With the line containing "format | one" as the starting point, output the remaining lines of the data exactly as they are, through the last.

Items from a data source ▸
◆ ◆ ◆ ◆
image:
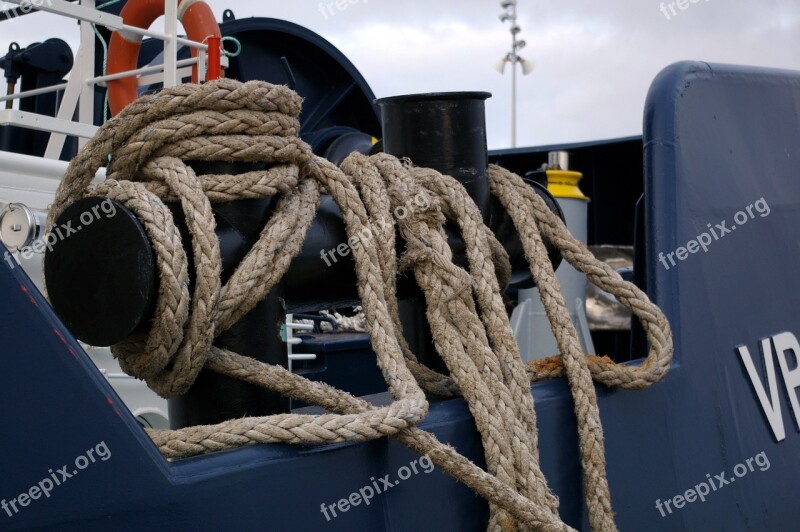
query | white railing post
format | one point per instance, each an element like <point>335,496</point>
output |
<point>171,43</point>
◆ ◆ ◆ ◆
SOLVED EXERCISE ▸
format | one point per instance, each an element like <point>335,496</point>
output |
<point>171,43</point>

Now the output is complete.